#### Given problem 1
Copy the toaster complaints below word for word, from the first sentence to the last.

#### Excerpted passage
——————

Things have been running really smoothly at work. After 3 years here we really have our shit together and the operation pretty much takes care of itself. This lull in activity is a welcome respite and has given me some time for contemplation and reflection. Deep thought, philosophical musings, as it were. Consequently, I came up with a list of things that have recently pissed me off.
1. An amnesiac has used it before you. How the fuck do you put bread in a toaster, walk away and forget to pick it up when it comes out 30 seconds later? What else are you doing in the DFAC besides getting your damn breakfast? Follow on bread, i.e. mine, then gets trapped behind the offenders. This happens far more often than one would think possible. Idjits!
2. They don’t actually toast the bread. Very often, the temperature and belt speed controls (which, obviously, determine the darkness of the toast) don’t actually do anything and you sometimes have to put the bread through several times.Maybe I’m just being pedantic but I think that to be called a toaster, it must actually toast.
3. An absolute moron has used the toaster before you. Last week, in the Northline, I went to use the toaster and there was an entire sandwich…meat, cheese, bread laying in a disgusting heap in the pick up tray of the toaster. I’ve used my incredible CGI skills to produce this illustration of what happens inside the toaster. Who in their right mind would expect a sandwich to endure being flipped upside down and dropped onto a slope? Then they just go and leave it there because it is a hideous mass of ex-sandwich. Just today, I saw a soldier (I won’t divulge what country he was from but his last name ended in “escu”) loading two pieces of bread into the toaster with a slice of cheese on top of each. I was going to say something but I really wanted to see how this was going to work out for him. Predictably (at least I predicted it…he looked surprised) the bread and cheese glued themselves to the sloped area way back inside the very hot toaster. As he reached way in to get it I thought “Burn yourself, oh please, burn yourself”. Sadly, he managed to extract the bread without injury but he looked less than thrilled with the idea of eating the smeared cheese with burned crumbs all over it.

——————

#### Supplied records
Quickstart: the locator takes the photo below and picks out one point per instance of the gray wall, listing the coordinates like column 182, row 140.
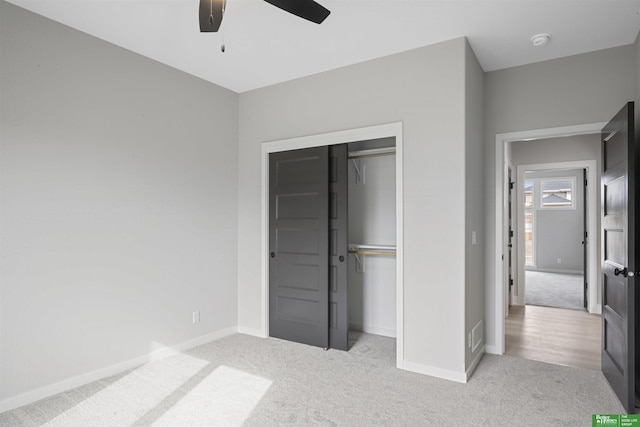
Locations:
column 119, row 204
column 474, row 199
column 425, row 89
column 575, row 90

——————

#### Given problem 2
Please write out the entries above line for line, without changes, and leave the pictures out of your answer.

#### Result 1
Things have been running really smoothly at work. After 3 years here we really have our shit together and the operation pretty much takes care of itself. This lull in activity is a welcome respite and has given me some time for contemplation and reflection. Deep thought, philosophical musings, as it were. Consequently, I came up with a list of things that have recently pissed me off.
1. An amnesiac has used it before you. How the fuck do you put bread in a toaster, walk away and forget to pick it up when it comes out 30 seconds later? What else are you doing in the DFAC besides getting your damn breakfast? Follow on bread, i.e. mine, then gets trapped behind the offenders. This happens far more often than one would think possible. Idjits!
2. They don’t actually toast the bread. Very often, the temperature and belt speed controls (which, obviously, determine the darkness of the toast) don’t actually do anything and you sometimes have to put the bread through several times.Maybe I’m just being pedantic but I think that to be called a toaster, it must actually toast.
3. An absolute moron has used the toaster before you. Last week, in the Northline, I went to use the toaster and there was an entire sandwich…meat, cheese, bread laying in a disgusting heap in the pick up tray of the toaster. I’ve used my incredible CGI skills to produce this illustration of what happens inside the toaster. Who in their right mind would expect a sandwich to endure being flipped upside down and dropped onto a slope? Then they just go and leave it there because it is a hideous mass of ex-sandwich. Just today, I saw a soldier (I won’t divulge what country he was from but his last name ended in “escu”) loading two pieces of bread into the toaster with a slice of cheese on top of each. I was going to say something but I really wanted to see how this was going to work out for him. Predictably (at least I predicted it…he looked surprised) the bread and cheese glued themselves to the sloped area way back inside the very hot toaster. As he reached way in to get it I thought “Burn yourself, oh please, burn yourself”. Sadly, he managed to extract the bread without injury but he looked less than thrilled with the idea of eating the smeared cheese with burned crumbs all over it.

#### Result 2
Quickstart: the locator takes the photo below and picks out one point per instance of the gray wall, listing the coordinates like column 182, row 140.
Locations:
column 119, row 204
column 474, row 199
column 425, row 89
column 575, row 90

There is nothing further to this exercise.